### THE RECORDS
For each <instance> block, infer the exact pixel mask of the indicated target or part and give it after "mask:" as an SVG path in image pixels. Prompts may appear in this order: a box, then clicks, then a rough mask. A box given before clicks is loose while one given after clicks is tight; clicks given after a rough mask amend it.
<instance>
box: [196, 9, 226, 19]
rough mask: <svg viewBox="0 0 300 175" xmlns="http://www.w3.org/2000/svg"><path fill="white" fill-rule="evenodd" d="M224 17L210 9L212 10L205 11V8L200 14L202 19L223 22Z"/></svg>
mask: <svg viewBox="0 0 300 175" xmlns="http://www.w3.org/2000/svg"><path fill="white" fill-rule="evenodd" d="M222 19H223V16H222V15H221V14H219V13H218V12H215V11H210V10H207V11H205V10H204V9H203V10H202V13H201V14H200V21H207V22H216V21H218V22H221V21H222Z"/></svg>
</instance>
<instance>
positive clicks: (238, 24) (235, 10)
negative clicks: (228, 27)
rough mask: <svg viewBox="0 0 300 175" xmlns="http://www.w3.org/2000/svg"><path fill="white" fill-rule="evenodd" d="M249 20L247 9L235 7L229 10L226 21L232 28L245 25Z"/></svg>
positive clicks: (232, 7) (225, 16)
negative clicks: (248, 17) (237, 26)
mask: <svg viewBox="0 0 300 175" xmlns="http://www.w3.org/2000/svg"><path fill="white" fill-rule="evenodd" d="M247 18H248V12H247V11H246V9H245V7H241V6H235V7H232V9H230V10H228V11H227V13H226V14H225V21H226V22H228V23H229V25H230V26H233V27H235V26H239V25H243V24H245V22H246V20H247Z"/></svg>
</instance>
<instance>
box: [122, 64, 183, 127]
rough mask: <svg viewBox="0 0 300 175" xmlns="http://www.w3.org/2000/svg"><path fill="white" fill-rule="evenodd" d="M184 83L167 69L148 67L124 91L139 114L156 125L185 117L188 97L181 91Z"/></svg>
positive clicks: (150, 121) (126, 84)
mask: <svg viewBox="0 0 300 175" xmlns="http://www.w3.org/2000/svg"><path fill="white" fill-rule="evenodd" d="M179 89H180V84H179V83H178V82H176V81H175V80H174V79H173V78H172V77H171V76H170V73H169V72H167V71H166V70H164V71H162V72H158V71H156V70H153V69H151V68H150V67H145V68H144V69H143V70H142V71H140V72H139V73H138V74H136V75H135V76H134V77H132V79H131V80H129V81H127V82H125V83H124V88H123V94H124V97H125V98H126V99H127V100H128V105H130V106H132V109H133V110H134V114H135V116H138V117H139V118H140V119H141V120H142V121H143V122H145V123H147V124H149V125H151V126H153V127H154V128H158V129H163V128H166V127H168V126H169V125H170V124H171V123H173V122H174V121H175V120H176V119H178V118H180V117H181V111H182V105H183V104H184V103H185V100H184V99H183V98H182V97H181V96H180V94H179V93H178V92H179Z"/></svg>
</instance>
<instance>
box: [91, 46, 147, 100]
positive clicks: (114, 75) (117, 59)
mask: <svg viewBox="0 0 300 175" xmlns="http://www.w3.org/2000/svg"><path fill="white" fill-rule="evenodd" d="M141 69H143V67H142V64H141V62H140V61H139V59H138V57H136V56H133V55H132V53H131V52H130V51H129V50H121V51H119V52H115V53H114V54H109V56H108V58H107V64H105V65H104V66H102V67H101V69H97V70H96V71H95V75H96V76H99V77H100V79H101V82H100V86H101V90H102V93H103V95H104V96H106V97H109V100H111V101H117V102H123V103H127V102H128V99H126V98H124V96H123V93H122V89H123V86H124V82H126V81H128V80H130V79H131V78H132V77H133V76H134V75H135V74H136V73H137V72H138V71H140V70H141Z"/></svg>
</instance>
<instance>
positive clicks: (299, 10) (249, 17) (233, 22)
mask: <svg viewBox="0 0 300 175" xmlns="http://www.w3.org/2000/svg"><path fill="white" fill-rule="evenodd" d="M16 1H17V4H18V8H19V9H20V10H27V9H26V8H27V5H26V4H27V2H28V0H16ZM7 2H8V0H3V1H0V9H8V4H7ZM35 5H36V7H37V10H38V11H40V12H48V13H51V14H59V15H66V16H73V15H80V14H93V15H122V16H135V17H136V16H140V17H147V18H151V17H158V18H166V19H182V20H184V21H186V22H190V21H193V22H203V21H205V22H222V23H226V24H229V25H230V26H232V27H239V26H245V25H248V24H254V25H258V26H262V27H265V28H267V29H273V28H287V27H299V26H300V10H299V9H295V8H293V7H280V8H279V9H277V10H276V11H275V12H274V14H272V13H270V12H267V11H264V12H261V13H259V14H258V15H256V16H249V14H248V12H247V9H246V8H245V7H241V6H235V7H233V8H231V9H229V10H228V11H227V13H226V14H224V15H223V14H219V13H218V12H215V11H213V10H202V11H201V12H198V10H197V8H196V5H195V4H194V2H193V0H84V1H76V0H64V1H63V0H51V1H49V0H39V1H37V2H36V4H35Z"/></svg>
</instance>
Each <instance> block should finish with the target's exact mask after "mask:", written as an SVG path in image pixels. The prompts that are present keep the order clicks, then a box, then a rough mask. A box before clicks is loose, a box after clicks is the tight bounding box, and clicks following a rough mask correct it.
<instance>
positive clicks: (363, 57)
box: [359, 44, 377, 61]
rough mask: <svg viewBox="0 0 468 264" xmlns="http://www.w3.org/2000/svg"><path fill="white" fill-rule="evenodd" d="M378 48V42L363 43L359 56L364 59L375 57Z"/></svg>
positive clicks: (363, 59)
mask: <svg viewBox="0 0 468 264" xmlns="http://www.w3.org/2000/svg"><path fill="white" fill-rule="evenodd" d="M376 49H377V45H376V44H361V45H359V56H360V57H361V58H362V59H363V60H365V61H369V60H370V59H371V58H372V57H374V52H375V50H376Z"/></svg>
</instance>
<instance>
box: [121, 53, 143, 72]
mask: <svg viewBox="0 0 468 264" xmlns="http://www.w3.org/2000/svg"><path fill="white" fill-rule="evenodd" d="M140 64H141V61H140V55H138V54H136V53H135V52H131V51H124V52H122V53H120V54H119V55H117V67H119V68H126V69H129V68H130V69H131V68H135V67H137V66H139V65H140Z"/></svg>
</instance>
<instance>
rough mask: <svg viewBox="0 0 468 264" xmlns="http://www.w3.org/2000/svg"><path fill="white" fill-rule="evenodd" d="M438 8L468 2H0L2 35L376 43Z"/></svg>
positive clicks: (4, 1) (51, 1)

---

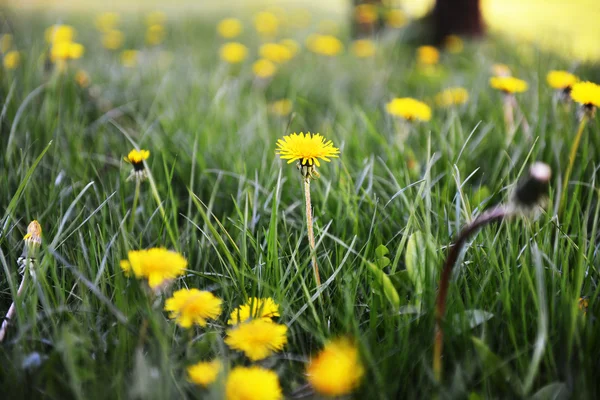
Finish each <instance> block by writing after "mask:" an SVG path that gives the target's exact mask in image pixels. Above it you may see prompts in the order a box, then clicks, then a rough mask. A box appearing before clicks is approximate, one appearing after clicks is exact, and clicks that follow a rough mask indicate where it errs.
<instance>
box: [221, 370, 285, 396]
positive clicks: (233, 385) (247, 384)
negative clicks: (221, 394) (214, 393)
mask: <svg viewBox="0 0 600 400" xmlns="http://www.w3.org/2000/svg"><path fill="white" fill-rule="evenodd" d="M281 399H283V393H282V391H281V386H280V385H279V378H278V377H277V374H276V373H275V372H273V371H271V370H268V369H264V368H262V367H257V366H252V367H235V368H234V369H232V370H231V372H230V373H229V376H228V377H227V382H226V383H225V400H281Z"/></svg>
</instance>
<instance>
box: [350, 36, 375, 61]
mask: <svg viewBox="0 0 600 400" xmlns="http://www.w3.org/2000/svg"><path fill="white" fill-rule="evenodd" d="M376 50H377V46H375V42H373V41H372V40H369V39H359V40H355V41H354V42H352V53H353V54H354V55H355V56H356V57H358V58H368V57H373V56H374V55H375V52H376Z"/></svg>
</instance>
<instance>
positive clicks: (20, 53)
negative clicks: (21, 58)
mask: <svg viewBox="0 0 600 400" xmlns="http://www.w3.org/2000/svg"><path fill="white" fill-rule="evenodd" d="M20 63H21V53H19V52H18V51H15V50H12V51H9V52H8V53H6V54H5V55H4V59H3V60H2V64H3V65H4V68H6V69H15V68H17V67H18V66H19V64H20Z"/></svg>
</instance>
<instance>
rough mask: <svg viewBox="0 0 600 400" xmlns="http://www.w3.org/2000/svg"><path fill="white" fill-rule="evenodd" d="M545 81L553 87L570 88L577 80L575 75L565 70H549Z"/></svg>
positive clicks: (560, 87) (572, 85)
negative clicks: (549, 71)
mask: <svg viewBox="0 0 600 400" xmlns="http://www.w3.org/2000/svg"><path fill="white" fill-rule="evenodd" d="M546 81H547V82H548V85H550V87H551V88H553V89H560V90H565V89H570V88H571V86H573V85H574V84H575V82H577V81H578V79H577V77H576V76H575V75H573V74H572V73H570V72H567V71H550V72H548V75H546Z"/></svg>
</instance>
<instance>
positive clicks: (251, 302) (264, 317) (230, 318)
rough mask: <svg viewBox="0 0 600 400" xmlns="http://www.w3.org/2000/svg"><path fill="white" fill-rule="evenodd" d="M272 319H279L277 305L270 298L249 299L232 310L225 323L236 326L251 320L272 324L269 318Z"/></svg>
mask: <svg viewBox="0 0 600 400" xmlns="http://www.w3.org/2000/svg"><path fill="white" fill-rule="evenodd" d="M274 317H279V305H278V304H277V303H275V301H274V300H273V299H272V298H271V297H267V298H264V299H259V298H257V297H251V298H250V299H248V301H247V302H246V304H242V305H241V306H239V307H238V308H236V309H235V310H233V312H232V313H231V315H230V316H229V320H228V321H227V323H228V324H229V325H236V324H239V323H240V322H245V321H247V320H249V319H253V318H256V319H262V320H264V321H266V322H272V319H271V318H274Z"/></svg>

### WORK REQUEST
The exact lines of the material above starting at the one that contains "positive clicks: (238, 24) (235, 10)" and ending at the one that contains "box: [122, 64, 183, 127]" are what to retype; leave out everything else.

### PROBLEM SOLUTION
positive clicks: (238, 24) (235, 10)
negative clicks: (228, 27)
rough mask: <svg viewBox="0 0 300 175" xmlns="http://www.w3.org/2000/svg"><path fill="white" fill-rule="evenodd" d="M249 20L247 9L235 7L229 10L226 21L232 28L245 25Z"/></svg>
positive clicks: (232, 7) (225, 16)
negative clicks: (248, 17) (237, 26)
mask: <svg viewBox="0 0 300 175" xmlns="http://www.w3.org/2000/svg"><path fill="white" fill-rule="evenodd" d="M247 18H248V12H247V11H246V9H245V7H241V6H235V7H232V9H230V10H228V11H227V13H226V14H225V21H226V22H228V23H229V25H230V26H233V27H235V26H239V25H243V24H245V22H246V20H247Z"/></svg>
</instance>
<instance>
box: [122, 64, 183, 127]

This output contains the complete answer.